◆ **KUTIPAN TERSEDIA**

TUTUP
SCROLL UNTUK MELANJUTKAN MEMBACA
Gabung di IDN Times

Komnas Perempuan Desak DPR-Pemerintah Bahas RKUHP dengan Transparan 

Pemerintah dan DPR juga didesak segera publikasikan drafnya

ANTARA FOTO/Aprillio Akbar

Jakarta, IDN Times - Pada Juli 2022, Rancangan Undang-Undang Kitab Hukum Pidana (RKUHP) rencananya akan segera disahkan, namun hingga saat ini beleid yang tersebar di publik hanya versi September 2019. 

Menanggapi proses RKUHP ini, Komisi Nasional Anti Kekerasan terhadap Perempuan (Komnas Perempuan) berpandangan, DPR dan pemerintah perlu memastikan proses legislasi RKUHP berlangsung transparan dan partisipatif bagi masyarakat.

(Entri Tersimpan)

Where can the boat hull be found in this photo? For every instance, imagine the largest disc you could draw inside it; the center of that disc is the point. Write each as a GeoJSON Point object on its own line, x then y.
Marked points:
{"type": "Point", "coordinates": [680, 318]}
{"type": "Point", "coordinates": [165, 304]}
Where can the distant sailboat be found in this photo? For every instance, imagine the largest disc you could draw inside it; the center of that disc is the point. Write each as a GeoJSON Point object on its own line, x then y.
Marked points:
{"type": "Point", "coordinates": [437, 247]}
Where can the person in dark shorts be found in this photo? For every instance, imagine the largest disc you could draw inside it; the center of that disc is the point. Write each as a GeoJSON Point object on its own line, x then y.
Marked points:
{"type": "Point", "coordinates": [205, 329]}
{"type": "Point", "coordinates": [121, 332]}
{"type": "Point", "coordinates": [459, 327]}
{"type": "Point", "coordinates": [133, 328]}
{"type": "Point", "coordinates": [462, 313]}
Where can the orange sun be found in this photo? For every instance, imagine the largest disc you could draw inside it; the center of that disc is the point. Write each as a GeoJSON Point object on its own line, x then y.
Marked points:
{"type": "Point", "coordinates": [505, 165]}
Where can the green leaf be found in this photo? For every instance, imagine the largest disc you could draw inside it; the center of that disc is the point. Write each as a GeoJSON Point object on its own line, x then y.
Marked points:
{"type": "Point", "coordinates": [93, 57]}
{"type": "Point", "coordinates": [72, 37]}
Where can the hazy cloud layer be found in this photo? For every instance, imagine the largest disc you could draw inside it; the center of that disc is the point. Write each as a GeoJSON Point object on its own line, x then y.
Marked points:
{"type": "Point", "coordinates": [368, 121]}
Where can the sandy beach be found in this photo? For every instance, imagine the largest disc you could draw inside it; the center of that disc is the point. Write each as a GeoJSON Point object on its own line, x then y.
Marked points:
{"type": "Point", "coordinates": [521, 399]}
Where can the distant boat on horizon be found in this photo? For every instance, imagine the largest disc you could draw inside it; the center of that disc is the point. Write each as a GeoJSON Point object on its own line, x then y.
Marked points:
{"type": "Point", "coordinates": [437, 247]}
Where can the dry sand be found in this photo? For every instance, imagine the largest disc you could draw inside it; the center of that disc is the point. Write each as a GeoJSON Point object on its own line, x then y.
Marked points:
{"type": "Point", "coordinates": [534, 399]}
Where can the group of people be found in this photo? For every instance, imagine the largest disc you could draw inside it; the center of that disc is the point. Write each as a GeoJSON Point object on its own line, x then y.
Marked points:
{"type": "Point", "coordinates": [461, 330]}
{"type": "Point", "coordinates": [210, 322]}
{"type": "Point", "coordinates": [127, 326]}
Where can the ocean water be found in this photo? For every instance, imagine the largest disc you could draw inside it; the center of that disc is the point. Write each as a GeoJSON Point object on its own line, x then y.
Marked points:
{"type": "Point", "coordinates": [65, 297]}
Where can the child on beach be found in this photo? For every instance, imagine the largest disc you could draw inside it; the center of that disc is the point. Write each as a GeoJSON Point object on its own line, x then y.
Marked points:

◆ **TANTANGAN**
Ganti "beleid" dengan "regulasi" pada bagian berita tentang RKUHP dari "Jakarta, IDN Times" sampai "partisipatif bagi masyarakat.", lalu tuliskan bagian itu.

◆ **HASILNYA**
Jakarta, IDN Times - Pada Juli 2022, Rancangan Undang-Undang Kitab Hukum Pidana (RKUHP) rencananya akan segera disahkan, namun hingga saat ini regulasi yang tersebar di publik hanya versi September 2019. 

Menanggapi proses RKUHP ini, Komisi Nasional Anti Kekerasan terhadap Perempuan (Komnas Perempuan) berpandangan, DPR dan pemerintah perlu memastikan proses legislasi RKUHP berlangsung transparan dan partisipatif bagi masyarakat.